» Отрывок
════

Выбрать главу

Этот «эпизод» попал в печать; в берлинских газетах и в одной английской он появился в качестве «знамения времени», характеризующего повышенность общественного настроения столицы.

В товарищеской среде, вероятно, о нем много было толков самых разноречивых, но лично я не только не подвергся сколько-нибудь ощутимому сословному бойкоту (вне небольшой горсти участников инцидента, осуждавших мое пассивное к нему отношение), но при новых выборах в Совет, вновь был избран членом его, обычным большинством голосов.

Глава семнадцатая

В связи с японской войной время наступило, в общем, крайне тревожное.

Злосчастная война, затеянная нелепо и поведенная неудачно, открыла новые пути для интенсивной критики «существующего строя» и для сочувственного отношения к стремлениям интеллигенции добиться во чтобы то ни стало спасительной «конституции».

Земские, городские и профессиональные организации, как из рога изобилия, стали сыпать своими «резолюциями», явно выработанными по одному и тому же шаблону.

Либеральная интеллигенция смаковала предстоящие затруднения государственного порядка, так как непопулярность, правительства достигла своего апогея. Стали почти открыто образовываться политические партии, будущие парламентские.

Революционеры со своей стороны тоже не дремали и умудрялись искусно проникать в рабочую, среду и делать ее своим послушным орудием.

════

» Собранный материал
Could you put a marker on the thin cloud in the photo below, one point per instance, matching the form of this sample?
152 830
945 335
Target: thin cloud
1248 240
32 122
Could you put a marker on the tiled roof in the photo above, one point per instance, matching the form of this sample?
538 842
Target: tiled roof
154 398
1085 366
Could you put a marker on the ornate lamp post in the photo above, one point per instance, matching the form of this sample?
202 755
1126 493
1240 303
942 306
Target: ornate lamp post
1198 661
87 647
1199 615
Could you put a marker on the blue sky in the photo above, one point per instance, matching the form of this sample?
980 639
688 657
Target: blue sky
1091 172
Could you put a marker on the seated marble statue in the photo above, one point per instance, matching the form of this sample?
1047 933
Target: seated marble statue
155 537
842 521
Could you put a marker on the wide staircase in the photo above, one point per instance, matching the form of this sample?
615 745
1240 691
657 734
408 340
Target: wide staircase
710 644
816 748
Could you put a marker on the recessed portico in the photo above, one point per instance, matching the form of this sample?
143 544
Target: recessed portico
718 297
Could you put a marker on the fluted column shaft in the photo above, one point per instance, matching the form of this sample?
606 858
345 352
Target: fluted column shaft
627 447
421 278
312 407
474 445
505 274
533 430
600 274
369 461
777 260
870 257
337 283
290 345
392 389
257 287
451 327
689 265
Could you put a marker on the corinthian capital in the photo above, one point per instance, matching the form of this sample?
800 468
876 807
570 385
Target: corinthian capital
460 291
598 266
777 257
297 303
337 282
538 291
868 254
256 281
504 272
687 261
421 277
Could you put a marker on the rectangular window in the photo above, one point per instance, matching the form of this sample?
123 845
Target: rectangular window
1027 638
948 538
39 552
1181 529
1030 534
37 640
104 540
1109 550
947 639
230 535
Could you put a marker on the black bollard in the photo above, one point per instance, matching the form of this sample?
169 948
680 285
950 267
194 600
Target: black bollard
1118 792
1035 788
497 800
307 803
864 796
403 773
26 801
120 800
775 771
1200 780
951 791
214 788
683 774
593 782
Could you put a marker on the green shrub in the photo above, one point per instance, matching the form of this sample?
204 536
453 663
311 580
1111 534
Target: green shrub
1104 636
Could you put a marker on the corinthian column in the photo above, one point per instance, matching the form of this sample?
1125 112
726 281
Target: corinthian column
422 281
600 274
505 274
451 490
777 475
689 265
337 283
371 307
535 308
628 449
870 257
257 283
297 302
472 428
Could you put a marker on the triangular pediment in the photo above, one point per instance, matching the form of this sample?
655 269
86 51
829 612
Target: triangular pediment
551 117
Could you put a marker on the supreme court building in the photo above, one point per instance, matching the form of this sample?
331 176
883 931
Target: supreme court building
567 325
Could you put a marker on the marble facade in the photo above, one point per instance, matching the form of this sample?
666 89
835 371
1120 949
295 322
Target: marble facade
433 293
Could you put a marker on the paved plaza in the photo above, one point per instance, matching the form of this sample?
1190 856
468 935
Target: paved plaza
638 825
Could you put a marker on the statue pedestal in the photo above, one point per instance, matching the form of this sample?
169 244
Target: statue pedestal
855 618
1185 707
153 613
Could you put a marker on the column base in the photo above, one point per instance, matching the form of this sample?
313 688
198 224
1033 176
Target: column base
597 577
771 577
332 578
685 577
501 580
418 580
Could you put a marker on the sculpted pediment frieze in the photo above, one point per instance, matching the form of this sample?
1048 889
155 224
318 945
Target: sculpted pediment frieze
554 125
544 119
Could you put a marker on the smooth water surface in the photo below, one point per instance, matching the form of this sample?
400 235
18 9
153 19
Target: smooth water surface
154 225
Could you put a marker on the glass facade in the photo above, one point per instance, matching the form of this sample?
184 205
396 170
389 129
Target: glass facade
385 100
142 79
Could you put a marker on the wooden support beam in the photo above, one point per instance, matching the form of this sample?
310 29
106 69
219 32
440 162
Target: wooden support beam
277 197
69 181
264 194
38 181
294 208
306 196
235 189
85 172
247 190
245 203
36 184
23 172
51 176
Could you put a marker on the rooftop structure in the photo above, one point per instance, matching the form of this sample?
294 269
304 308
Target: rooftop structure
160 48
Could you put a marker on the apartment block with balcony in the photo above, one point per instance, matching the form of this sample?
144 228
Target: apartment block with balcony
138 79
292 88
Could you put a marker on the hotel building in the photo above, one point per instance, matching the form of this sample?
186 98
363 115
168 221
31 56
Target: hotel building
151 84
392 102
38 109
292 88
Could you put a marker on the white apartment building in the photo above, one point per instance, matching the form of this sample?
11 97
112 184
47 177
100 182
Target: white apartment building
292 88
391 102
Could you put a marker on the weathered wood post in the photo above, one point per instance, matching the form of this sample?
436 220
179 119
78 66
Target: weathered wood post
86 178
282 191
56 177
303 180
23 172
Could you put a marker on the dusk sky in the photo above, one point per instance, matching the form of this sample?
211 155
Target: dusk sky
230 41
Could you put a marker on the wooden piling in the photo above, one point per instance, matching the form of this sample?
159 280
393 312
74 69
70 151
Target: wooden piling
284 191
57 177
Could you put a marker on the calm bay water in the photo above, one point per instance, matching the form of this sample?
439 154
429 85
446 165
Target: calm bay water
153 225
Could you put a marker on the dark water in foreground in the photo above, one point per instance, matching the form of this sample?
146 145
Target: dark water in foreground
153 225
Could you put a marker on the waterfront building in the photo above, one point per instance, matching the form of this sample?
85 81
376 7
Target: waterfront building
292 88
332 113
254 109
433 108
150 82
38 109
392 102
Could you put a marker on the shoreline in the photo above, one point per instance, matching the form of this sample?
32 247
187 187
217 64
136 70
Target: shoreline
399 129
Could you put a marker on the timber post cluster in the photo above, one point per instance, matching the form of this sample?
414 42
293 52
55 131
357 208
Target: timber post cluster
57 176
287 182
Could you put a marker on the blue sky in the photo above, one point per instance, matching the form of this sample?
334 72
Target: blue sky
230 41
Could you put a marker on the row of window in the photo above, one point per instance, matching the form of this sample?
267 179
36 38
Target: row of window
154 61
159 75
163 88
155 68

════

» Задания
**1.** Отредактируйте часть отрывка о времени японской войны: начните со слов "В товарищеской среде, вероятно, о" и остановитесь после слов "обычным большинством голосов.", поставив "Правление" вместо "Совет".
**2.** Переведите на английский язык предложение из отрывка о времени японской войны: «В связи с японской войной время наступило, в общем, крайне тревожное.»
**3.** Продолжите отрывок о времени японской войны, начав сразу после его последнего предложения.
Материал никак не связан с отрывком.

» Ответы
**1.**
В товарищеской среде, вероятно, о нем много было толков самых разноречивых, но лично я не только не подвергся сколько-нибудь ощутимому сословному бойкоту (вне небольшой горсти участников инцидента, осуждавших мое пассивное к нему отношение), но при новых выборах в Правление, вновь был избран членом его, обычным большинством голосов.

**2.** In connection with the Japanese war, the times that set in were, on the whole, extremely troubled.

**3.**
Пошли забастовки: посидел Петербург и без воды и без электричества.

Тогдашний правительственный премьер Витте вздумал было перекликаться с премьером рабочих организаций, Носарем. Он к ним с лаской, назвал «братцами», а они отвечали ему нелюбезно, отрекаясь от всякого с ним родства и собратства.

Дело временами, принимало весьма угрожающий оборот. Гадали: на чью сторону станет войско, гвардия в особенности? Но в Петербурге войско еще было надежное, хотя были попытки революционировать даже Преображенский полк.

В сословии присяжных поверенных открылось широкое поле деятельности для «левых» с Н. Д. Соколовым и А. Ф. Керенским и Исаевым во главе. Они легко стали овладевать адвокатскою молодежью и всеми «безличными», высокопарно-демонстративно, словно по заказу, поголовно примкнувшими к «освободительному движению».

Сословные общие собрания моментально превратились в бурные политические митинги. «Старики» еще держались, но их пророческим предостережениям уже туго внимали.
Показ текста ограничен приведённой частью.